Dataset records:
_ _ _ _ _

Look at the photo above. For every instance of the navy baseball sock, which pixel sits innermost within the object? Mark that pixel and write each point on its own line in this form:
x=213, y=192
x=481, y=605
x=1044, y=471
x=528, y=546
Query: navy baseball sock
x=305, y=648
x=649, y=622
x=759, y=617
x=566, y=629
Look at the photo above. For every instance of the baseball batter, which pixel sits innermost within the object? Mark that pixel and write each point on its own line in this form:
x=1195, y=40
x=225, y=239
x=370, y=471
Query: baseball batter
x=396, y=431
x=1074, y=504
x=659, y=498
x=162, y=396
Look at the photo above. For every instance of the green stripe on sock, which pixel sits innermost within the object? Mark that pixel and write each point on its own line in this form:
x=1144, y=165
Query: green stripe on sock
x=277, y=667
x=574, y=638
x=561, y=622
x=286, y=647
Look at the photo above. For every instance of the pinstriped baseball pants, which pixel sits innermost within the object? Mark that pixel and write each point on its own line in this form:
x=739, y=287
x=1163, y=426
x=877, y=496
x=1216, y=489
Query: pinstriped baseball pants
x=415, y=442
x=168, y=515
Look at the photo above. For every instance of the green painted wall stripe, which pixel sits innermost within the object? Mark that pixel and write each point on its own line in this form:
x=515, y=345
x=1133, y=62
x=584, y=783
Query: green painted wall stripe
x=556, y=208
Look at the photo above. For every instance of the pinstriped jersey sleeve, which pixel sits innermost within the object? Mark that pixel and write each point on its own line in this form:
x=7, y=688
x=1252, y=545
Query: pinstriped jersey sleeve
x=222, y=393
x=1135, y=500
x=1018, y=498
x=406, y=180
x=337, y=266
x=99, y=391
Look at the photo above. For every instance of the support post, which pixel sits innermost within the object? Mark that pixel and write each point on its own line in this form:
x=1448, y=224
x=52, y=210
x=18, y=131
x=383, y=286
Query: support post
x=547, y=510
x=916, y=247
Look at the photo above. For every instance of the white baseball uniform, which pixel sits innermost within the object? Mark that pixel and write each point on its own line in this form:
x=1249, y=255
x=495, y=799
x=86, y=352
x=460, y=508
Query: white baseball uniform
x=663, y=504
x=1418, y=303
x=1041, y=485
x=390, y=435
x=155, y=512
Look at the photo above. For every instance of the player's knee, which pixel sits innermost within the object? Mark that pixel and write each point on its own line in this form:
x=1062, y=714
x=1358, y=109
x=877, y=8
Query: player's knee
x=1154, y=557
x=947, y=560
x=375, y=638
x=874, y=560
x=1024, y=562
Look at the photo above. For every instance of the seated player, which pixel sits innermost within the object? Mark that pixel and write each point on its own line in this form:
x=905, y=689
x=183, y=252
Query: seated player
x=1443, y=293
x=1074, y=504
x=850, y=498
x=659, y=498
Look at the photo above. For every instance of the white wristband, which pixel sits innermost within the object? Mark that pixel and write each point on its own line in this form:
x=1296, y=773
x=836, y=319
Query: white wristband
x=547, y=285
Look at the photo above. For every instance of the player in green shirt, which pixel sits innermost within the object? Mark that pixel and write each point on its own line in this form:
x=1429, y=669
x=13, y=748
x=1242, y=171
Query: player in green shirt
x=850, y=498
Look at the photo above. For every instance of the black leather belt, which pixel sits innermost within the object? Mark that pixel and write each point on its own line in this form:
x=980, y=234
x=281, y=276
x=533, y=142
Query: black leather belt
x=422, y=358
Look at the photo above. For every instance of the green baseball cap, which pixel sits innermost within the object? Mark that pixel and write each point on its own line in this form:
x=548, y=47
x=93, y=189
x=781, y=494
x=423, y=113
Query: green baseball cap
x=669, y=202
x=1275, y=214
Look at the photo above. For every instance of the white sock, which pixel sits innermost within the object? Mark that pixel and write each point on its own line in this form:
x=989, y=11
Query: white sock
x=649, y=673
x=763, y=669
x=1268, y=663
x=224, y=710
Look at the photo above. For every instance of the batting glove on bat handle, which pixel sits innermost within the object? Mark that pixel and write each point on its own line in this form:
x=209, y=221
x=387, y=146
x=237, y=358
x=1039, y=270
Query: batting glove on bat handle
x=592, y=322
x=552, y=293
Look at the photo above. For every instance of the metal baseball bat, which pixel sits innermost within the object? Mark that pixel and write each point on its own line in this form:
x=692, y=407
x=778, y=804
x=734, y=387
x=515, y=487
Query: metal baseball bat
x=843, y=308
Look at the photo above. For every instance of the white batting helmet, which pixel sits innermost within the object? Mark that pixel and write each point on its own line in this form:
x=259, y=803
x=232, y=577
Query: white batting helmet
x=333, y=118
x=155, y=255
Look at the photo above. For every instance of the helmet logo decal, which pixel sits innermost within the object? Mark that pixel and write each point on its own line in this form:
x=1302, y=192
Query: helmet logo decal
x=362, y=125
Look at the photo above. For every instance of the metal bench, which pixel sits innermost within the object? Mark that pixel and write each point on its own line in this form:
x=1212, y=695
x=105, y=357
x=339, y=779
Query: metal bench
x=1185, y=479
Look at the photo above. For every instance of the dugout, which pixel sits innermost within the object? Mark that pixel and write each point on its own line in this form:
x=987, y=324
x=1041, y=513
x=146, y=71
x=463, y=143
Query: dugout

_ _ _ _ _

■ PROBLEM DESCRIPTION
Find the lines above that contain the word "dugout" and collect them.

■ WORKED SOLUTION
Look at the photo above. For every instance of the dugout, which pixel sits innermost within the object? Mark that pixel and write each point on its own line in this form:
Query: dugout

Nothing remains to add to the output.